TEXT EXCERPT:
§ §
Why not? Because our, our words are so powerful. Our words are magic. Our words are what create, right? I want you to think about anything in your life or anything that you see around you. Right? So right now I am looking at a microphone for the podcasting for, for podcasting. I’m also looking at a highway in front of me.
I’m looking at a skyscraper. Every single one of these things began in somebody’s imagination. Somebody thought, you know what? There must be a way that we could capture sound from one direction and cancel out all the background noise. And that is how a microphone was created. And then somebody was like, you know what?
We need microphones that are going to plug into
[00:19:00] computers. And that’s how this version of the microphone was created. And then as I’m looking at these skyscrapers, you know, people were probably like, oh man, we’re running out of land here in this city. That’s gotten really tight. Maybe we should build up now.
And then with a highway, okay. A lot of people are trying to go from here to here. Maybe we should create some type of runway where cars can go and there’s no street lights or people or anything like that. So they can move faster and get there more efficiently. All of these began in somebody’s mind. So whatever it is that you want to create in your life, if you can see it in your imagination, you can create it in the physical world.
And I know that this sounds a little woo-woo, but that’s why I give you very tangible examples with the microphone and the skyscraper, the buildings, as well as the highway. There are so many more lessons in this story, but because this is something that I’m pretty much just telling you from. My heart because I wrote nothing down and I was so honest with you about totally forgot to record a podcast episode But
[00:20:00] there’s one last lesson actually that that did stand out to me It’s insane to me that just one generation ago My mom a child in rural Mexico in a village who grew up with no running water no electricity and No shoes for a big part of her childhood That was her reality when she was a kid.
Just one generation later, my company has paid for me to come to Houston, Texas to see five. How many, how many clients am I seeing to see four clients and one of my contractors in real life, hang out with them, treat them to nice meals, treat them to nice experiences all in one generation. So the last lesson here is that things can change so quickly.
§ §
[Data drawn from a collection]
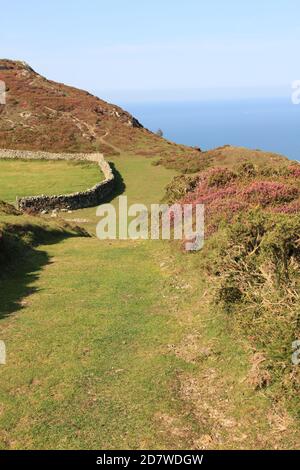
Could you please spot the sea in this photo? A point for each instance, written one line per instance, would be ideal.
(266, 124)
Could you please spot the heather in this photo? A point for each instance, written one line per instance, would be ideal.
(252, 261)
(226, 192)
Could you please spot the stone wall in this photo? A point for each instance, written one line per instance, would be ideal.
(89, 198)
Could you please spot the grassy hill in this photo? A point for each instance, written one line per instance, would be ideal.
(135, 344)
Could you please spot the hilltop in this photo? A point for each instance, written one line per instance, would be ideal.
(41, 114)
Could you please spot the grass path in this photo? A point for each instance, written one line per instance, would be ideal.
(116, 348)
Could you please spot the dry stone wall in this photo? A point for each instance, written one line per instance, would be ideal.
(89, 198)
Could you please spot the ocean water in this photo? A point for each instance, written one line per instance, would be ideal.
(270, 124)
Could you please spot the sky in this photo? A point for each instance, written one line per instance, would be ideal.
(158, 50)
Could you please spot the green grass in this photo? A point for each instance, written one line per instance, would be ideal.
(31, 178)
(107, 345)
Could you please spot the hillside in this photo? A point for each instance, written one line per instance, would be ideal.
(136, 344)
(44, 115)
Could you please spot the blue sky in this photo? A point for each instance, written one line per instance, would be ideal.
(158, 50)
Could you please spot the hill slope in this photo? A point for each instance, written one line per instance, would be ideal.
(44, 115)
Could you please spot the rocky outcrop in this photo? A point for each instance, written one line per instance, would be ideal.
§ §
YOUR INSTRUCTIONS: For each statement below, answer yes or no on whether it agrees with the podcast transcript, and quote the transcript's deciding words. (a) The speaker is looking at a skyscraper. (b) The speaker scripted the episode in advance. (c) The speaker's mom grew up without running water.

RESPONSE:
(a) Yes: "I’m looking at a skyscraper."
(b) No: "because I wrote nothing down"
(c) Yes: "who grew up with no running water no electricity and No shoes for a big part of her childhood"